# UKC Champion :)



## faerie (Mar 27, 2010)

congratulations!
and there is nothing wrong with taking some time for fun.
laundry will always wait.


----------



## Theo'sMom (Mar 23, 2011)

Congratulations! Bonnie looks so pretty and sweet.


----------



## ArreauStandardPoodle (Sep 1, 2009)

Way to go Outwest and Bonnie! Congratulations! Awesome job!


----------



## Poodlesrule 1 (Jan 16, 2011)

Congratulations!!! She is such a pretty girl. I can see why she was able to take reserve over the older ones. It was worth not doing laundry. I hope you enjoyed yourself as much as she did.


----------



## Countryboy (May 16, 2011)

I'm with Fae! 

Saturday and Sunday are 'Dog Days' . . for relaxing and chatting . . and getting yr CH. Congratulations!!!  

_Today_ I clean the house.


----------



## outwest (May 1, 2011)

Thank you. Today I have to go to the bank, do the laundry, clean the house. drop things off to my sister in law and go to the grocery store. ugh.


----------



## dawns (Jun 29, 2010)

congratulations!!


----------



## cavon (Aug 10, 2010)

CONGRATULATIONS!!!!! She is such a sweet little girl!!!


----------



## vtomblin (Jul 18, 2010)

Congrats! That is so great!


----------



## PoodlePowerBC (Feb 25, 2011)

Congratulations to the both of You!! She looks great!


----------



## outwest (May 1, 2011)

Well, today is a new day. I got some errands done and laundry washed. I am not feeling so bad about having my whole weekend taken up with nice people and dogs. Who knows what I will do. Perhaps I will go for her Grand Champion.  That is hard to get, though. We shall see.


----------



## CharismaticMillie (Jun 16, 2010)

Wow, Congrats!!!!!!!


----------



## Rowan (May 27, 2011)

Congrats! That's quite an accomplishment.


----------



## outwest (May 1, 2011)

It is nothing compared to AKC poodle competition, but it was fun to do! She did win over a few pretty nice dogs that were being shown AKC and they used UKC for puppy practice (it is inexpensive in comparison and many are the same judges). She looked like a shrimp next to them. I was so proud of her when she won. It took her 5 shows to get her three judges wins and 6 shows to get all her points. The last three shows she was in the champion class and has two reserves in there losing to a beautiful black adult girl twice and not winning in one of the shows. There was competition at all of them, so we got lucky. Some UKC shows don't have much competiton for poodles.

Anyway, I thought I would let my poodle friends know.


----------



## Quossum (Mar 18, 2011)

Very cool! Congrats!

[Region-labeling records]

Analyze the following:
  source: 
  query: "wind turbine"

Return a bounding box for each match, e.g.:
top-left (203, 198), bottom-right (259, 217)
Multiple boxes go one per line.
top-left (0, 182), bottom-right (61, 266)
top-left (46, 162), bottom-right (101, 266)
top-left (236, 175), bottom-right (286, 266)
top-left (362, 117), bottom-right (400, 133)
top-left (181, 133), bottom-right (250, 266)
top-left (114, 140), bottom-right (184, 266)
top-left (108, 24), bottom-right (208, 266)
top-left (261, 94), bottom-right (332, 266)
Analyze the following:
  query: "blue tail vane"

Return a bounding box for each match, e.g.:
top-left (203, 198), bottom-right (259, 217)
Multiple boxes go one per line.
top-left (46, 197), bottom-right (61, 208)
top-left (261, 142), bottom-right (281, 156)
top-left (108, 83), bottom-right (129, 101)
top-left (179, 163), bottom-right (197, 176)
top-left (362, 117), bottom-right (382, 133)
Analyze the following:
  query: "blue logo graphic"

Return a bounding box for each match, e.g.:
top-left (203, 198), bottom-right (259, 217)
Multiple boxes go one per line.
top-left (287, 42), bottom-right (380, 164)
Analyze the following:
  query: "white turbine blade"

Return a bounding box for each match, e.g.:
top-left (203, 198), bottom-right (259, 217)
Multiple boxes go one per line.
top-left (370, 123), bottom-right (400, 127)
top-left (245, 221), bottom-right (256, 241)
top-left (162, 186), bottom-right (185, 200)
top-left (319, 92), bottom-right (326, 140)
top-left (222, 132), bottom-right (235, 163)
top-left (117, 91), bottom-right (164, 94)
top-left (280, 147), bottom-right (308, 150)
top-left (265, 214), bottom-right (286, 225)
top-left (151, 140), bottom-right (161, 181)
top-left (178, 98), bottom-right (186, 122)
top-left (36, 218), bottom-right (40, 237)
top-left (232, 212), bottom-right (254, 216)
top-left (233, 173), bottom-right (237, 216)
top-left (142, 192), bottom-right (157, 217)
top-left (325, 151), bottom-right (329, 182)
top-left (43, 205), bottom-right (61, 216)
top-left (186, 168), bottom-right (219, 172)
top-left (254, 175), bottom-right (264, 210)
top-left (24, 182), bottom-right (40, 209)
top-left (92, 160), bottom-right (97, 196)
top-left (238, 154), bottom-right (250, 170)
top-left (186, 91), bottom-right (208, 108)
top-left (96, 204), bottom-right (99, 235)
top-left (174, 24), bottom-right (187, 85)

**What this exercise asks**
a - Retype the passage of the UKC champion thread that opens with the words "Congrats! That's quite" and closes with "poodle friends know.".
b - Extend the UKC champion thread by continuing it from the point where it stops.

**Answers per task**
a -
Congrats! That's quite an accomplishment.


----------



## outwest (May 1, 2011)

It is nothing compared to AKC poodle competition, but it was fun to do! She did win over a few pretty nice dogs that were being shown AKC and they used UKC for puppy practice (it is inexpensive in comparison and many are the same judges). She looked like a shrimp next to them. I was so proud of her when she won. It took her 5 shows to get her three judges wins and 6 shows to get all her points. The last three shows she was in the champion class and has two reserves in there losing to a beautiful black adult girl twice and not winning in one of the shows. There was competition at all of them, so we got lucky. Some UKC shows don't have much competiton for poodles.

Anyway, I thought I would let my poodle friends know.

b -
Never begrudge your weekend hobby time, though, unless you honestly don't enjoy it. If I really thought about all I could be getting done at home instead of sitting around a dusty horse area waiting for my ninety seconds in the Agility ring... :afraid: 

--Q


----------



## Randi6567 (May 22, 2011)

Congrats you did that sooo fast!!! You must be so excited!!! I'm excited for you! I can't wait for stedmans 1st show just a week and a half away I still have no clue how to fill out that entry form lol I'm just gonna register day of and hope someone will help me anyways congrats


----------



## outwest (May 1, 2011)

They will help you. Have fun at the show! We aren't planning to go to that one, but it is pretty close to me. Maybe I will change my mind.


----------



## tintlet (Nov 24, 2009)

Congratulations on the U-CH!! now got for the GRAND!!! WOOT!!


----------



## Chagall's mom (Jan 9, 2010)

Congratulations!!:congrats: What terrific news!! Heck, I'll fly west and do your laundry and housework for you,_ keep on showing!!_ A girl as pretty as Bonnie should be seen _everywhere!!_:beauty:


----------



## cavon (Aug 10, 2010)

outwest said:


> Who knows what I will do. Perhaps I will go for her Grand Champion.  That is hard to get, though. We shall see.


Oh! KEEP GOING!!!!! You girl is so beautiful, it won't take you as long as you think!!


----------



## outwest (May 1, 2011)

Oh, you guys are so sweet. 

Tomorrow, Bonnie goes for a haircut. I decided to not do anything too drastic yet, though, but certainly cut off some fluff.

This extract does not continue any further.